**EXERCISE DETAILS:**
Using the text on child sexual abuse awareness, explain why schools should hold individual counseling sessions for students.

**TEXT SECTION:**
What you can do with the training is educate people in your homes and workplaces, societies and communities. If you are a parent you can make sure your school takes the subject seriously. That’s what I did. Immediately after the training program, I outlined what I will be doing in the next few months to cause awareness on the subject. The very first parent awareness session I conducted in my society opened up the conversation for a lot of parents. These sessions have been an eye opener for many – Many myths get busted during these sessions – that only girls are affected by Sexual Abuse, that it is the economically backward sections that face this etc. Many parents are also able to see that they themselves are dealing with the long-term impact of abuse. This can set them on a journey of healing and transformation. These sessions with parents have been heart-warming to say the least. They now have the context to have meaningful conversations – going beyond the usual gossip, cribs and complaints of daily life. They have started sharing their hopes and fears and struggles of modern life and discovering what they can do stay connected to their children in the deepest ways possible. 

You can also start having these conversations with your school leadership and make sure that schools start taking measures for providing safe spaces to our children. What it means for schools is to have a child protection policy (so everybody knows what to do in case an incident occurs), conducting caregiver awareness sessions for parents and staff, safety education for the children and finally individual counselling sessions for students – to check for understanding and to make sure that incidences if any are reported and healing occurs.

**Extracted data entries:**
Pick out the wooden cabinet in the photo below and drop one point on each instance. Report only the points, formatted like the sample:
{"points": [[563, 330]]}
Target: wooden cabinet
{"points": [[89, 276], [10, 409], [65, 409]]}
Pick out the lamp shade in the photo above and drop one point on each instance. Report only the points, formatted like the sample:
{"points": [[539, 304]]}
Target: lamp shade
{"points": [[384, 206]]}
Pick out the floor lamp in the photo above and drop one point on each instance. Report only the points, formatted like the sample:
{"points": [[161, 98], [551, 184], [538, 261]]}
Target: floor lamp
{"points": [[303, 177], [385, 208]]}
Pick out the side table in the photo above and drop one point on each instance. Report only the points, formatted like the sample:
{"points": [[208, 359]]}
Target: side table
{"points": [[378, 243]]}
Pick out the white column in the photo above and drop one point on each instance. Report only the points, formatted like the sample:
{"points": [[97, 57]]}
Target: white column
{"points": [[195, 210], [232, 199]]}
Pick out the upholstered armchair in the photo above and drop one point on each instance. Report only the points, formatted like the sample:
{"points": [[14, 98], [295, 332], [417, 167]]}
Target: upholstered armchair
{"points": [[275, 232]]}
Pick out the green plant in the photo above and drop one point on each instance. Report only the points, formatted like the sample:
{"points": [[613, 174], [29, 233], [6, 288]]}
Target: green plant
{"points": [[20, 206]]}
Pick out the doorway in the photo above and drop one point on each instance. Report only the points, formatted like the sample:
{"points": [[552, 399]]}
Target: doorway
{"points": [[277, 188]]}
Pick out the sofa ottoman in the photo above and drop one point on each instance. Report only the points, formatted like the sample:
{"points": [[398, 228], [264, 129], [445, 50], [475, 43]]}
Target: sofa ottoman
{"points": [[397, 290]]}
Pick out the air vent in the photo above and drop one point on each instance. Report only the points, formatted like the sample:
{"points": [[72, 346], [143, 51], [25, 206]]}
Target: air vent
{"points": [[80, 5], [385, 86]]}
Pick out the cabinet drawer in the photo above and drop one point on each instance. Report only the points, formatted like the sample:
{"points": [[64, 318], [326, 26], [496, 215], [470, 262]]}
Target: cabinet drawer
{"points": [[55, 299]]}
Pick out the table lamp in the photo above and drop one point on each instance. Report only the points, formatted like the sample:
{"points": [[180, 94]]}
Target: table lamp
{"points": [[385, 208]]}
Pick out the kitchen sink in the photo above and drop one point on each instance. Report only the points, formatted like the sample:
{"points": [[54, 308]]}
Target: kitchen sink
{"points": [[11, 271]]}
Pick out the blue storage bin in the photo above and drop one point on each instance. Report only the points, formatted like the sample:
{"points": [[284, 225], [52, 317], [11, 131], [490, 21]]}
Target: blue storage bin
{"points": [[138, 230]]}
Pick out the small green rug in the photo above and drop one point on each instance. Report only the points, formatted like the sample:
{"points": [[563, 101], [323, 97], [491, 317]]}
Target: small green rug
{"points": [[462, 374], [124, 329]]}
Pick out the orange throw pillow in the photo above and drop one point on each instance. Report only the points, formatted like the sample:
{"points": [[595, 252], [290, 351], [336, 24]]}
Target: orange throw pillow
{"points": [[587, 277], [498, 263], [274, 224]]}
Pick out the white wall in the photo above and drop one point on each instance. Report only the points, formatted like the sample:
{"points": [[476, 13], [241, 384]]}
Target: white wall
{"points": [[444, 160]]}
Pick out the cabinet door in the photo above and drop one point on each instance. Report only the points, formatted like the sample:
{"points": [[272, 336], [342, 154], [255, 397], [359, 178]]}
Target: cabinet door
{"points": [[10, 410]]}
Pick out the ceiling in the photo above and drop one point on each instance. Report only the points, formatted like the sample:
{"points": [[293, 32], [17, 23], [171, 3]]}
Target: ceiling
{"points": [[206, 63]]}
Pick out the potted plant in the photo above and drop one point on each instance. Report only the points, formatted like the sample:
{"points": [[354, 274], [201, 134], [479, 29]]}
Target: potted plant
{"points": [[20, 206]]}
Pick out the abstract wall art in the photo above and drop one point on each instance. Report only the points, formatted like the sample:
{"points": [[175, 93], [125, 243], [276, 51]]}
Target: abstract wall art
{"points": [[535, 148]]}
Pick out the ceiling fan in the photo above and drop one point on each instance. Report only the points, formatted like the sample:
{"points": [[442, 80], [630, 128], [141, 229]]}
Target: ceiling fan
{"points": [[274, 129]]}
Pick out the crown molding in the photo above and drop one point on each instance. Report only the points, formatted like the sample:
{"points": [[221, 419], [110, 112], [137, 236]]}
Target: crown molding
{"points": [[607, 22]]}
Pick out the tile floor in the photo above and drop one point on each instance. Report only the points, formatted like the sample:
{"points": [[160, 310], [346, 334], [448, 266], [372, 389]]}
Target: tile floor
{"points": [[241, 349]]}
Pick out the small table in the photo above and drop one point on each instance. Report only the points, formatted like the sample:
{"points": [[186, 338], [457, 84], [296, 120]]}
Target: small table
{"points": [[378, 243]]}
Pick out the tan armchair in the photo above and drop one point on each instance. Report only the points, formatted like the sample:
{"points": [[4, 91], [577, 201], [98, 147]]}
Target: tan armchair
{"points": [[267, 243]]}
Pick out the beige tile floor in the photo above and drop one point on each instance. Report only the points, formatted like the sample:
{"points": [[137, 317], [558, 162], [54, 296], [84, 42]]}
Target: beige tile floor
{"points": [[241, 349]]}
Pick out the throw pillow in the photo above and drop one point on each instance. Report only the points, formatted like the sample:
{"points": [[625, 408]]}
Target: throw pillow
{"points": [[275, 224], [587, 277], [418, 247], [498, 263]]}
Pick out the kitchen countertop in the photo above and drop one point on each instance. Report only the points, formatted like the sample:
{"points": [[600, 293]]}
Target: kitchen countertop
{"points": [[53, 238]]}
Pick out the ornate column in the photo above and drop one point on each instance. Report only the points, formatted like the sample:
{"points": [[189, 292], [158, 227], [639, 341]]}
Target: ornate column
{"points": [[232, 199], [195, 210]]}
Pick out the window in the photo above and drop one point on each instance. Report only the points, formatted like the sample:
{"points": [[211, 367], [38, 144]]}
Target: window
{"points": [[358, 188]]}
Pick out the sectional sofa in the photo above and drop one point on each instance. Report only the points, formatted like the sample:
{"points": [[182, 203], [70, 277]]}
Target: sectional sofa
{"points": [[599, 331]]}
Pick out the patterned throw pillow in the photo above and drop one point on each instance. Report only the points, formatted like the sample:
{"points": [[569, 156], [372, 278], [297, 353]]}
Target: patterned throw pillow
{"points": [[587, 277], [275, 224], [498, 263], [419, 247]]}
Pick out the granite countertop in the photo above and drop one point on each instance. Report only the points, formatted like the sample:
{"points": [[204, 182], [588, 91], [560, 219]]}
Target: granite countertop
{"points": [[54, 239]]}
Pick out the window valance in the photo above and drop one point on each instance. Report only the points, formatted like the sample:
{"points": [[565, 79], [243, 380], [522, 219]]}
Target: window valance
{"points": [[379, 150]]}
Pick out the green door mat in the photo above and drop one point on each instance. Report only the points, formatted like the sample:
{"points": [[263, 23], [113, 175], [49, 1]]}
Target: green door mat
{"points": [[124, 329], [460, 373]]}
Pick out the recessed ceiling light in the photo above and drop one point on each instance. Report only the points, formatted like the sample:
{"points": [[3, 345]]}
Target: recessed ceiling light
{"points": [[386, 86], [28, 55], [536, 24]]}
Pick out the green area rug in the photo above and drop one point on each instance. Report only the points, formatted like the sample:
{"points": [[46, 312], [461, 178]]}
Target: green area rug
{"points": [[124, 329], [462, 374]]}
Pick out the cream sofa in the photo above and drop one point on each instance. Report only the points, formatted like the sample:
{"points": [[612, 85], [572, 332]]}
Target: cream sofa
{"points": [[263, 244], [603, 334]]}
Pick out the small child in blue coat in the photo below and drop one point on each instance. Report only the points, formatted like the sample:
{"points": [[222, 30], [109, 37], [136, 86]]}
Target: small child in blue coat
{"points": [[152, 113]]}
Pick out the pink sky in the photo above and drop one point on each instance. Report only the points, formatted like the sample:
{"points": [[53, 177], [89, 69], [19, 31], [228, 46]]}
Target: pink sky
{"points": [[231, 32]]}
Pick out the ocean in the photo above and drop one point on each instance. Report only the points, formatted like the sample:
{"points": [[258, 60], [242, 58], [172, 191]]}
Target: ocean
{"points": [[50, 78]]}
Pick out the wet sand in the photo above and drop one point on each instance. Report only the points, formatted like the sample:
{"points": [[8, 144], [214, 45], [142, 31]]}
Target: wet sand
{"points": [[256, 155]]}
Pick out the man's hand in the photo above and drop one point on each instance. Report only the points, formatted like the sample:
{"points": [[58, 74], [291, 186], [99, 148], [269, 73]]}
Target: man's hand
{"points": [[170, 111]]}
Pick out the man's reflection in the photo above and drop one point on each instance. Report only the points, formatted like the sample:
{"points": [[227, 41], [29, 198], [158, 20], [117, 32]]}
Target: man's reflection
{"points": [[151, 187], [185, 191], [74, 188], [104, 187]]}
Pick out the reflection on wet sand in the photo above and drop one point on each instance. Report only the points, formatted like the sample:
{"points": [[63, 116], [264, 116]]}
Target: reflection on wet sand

**RESULT BELOW:**
These sessions check the students' understanding. They also make sure that any incidents are reported and that healing occurs.